Exercise instructions:
Reproduce the material below word for word, starting at the line that contains "of the patterned" and ending at the end of the material, and leave the pictures out of your answer.

── Data entries ──

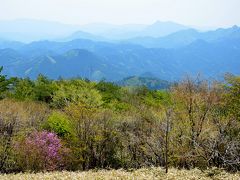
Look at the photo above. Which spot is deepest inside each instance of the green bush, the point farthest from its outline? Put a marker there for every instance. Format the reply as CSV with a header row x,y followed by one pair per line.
x,y
59,123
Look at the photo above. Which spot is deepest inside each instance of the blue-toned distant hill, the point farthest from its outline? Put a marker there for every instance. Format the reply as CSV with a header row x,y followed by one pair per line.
x,y
211,54
186,37
27,30
149,82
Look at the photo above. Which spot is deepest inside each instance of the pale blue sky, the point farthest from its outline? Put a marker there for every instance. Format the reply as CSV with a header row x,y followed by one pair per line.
x,y
208,13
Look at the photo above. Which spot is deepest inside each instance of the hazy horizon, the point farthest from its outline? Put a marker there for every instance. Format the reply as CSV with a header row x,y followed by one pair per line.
x,y
203,13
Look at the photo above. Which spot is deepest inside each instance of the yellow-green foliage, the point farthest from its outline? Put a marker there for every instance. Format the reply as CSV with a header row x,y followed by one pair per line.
x,y
141,174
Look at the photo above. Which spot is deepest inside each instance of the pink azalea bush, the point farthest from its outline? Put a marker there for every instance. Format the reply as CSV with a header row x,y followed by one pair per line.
x,y
42,151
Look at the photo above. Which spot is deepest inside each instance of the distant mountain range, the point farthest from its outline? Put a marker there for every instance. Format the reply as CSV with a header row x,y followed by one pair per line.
x,y
27,30
149,82
167,53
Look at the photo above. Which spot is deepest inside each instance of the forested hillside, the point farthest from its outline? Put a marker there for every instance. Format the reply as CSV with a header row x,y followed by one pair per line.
x,y
77,124
186,52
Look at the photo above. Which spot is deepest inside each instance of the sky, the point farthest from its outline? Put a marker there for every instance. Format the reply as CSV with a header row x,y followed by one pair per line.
x,y
207,13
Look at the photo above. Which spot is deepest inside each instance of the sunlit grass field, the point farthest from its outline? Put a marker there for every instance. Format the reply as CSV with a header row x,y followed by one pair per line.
x,y
141,174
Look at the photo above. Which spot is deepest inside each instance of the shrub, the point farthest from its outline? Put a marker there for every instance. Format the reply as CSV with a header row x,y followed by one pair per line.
x,y
41,151
58,123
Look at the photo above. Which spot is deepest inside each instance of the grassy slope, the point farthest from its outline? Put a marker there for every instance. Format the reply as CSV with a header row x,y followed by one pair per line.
x,y
141,174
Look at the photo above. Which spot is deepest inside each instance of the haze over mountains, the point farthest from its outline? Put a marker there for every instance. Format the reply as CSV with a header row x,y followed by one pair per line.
x,y
163,50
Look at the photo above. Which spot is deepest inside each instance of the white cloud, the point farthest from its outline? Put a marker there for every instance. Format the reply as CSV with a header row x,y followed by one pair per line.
x,y
190,12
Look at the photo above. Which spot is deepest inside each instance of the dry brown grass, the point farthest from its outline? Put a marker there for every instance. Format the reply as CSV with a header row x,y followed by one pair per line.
x,y
141,174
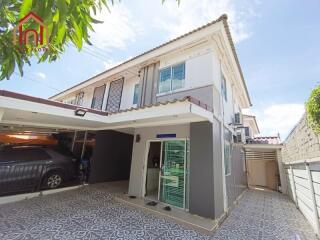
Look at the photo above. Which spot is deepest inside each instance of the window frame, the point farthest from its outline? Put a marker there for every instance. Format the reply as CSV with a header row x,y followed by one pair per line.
x,y
79,98
171,78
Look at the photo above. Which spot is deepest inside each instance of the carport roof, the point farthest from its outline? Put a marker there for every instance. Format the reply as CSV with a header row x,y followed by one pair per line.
x,y
22,110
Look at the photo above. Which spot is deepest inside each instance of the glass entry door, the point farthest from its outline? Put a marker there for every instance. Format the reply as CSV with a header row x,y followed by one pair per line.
x,y
173,173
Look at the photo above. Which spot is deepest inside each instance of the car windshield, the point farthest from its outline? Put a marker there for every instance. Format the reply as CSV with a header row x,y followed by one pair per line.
x,y
23,154
63,150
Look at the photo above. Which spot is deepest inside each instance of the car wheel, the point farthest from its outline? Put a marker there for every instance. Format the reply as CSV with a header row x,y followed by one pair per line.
x,y
53,180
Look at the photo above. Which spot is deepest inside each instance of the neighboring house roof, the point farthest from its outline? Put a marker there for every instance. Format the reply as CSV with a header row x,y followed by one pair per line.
x,y
251,119
267,140
223,18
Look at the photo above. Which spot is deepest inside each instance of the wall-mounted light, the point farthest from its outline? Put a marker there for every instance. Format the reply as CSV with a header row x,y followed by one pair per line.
x,y
80,112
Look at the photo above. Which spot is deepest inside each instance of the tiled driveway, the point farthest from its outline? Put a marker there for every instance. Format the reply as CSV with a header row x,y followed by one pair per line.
x,y
92,213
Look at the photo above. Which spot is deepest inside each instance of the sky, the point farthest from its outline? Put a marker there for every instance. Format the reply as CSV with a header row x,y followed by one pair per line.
x,y
277,41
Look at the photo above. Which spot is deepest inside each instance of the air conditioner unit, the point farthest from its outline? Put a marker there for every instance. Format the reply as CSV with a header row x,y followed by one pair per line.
x,y
237,119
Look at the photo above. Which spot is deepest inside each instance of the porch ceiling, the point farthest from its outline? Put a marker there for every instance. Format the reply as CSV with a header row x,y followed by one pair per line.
x,y
22,110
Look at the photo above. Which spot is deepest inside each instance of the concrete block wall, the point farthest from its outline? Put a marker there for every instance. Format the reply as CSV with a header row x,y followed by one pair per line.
x,y
301,144
301,158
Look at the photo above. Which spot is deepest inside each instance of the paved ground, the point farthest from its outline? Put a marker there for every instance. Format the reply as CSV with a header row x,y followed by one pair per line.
x,y
92,213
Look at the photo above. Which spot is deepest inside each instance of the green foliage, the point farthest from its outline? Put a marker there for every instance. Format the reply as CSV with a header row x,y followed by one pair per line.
x,y
313,109
67,21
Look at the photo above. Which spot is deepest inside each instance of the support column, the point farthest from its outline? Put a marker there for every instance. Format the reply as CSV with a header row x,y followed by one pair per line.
x,y
84,143
74,140
313,198
294,193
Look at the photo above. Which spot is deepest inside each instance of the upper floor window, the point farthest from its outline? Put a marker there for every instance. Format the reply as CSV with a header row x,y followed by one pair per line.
x,y
224,87
172,78
136,94
246,131
97,99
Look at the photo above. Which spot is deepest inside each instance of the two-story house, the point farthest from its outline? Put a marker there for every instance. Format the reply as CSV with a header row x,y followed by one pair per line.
x,y
174,111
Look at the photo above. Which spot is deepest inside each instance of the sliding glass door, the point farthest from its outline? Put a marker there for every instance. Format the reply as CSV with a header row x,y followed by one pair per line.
x,y
173,173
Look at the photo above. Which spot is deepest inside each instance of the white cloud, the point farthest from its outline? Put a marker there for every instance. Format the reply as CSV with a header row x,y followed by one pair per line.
x,y
41,75
118,28
112,63
278,118
194,13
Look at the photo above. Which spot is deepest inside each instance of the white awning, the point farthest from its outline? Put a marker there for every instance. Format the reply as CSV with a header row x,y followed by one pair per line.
x,y
22,110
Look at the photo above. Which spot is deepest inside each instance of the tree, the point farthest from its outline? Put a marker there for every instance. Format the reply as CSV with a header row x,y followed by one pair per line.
x,y
313,109
67,21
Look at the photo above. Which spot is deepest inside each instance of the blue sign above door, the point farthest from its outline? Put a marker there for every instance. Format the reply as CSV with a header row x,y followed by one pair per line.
x,y
167,135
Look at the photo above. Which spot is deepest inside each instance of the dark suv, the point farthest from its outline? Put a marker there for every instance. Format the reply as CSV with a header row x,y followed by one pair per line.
x,y
30,168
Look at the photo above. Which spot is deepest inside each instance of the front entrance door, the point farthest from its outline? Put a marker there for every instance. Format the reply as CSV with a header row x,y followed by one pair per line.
x,y
173,173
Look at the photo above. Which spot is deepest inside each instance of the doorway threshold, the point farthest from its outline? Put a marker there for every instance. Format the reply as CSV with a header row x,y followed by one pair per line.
x,y
203,225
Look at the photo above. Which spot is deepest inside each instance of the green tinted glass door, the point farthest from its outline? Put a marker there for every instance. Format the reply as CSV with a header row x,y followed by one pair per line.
x,y
172,175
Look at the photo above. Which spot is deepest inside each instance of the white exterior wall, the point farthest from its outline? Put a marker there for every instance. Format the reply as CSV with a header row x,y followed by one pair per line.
x,y
128,92
138,168
200,64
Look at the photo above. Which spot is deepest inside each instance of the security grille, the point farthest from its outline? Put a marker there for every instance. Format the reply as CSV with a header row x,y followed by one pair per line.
x,y
114,96
97,99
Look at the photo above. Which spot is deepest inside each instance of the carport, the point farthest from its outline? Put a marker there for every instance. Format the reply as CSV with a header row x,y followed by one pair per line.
x,y
114,133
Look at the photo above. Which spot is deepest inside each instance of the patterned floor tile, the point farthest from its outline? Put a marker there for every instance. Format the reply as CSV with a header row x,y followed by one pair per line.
x,y
92,213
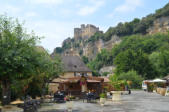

───

Result for this task:
Look at the photo above. Which spot is deepest inside each instance of the patterned floor tile, the point farthest from its outline? Put a marker there for every instance. Format the reply as CSV with a header row x,y followed by one pair per line.
x,y
92,213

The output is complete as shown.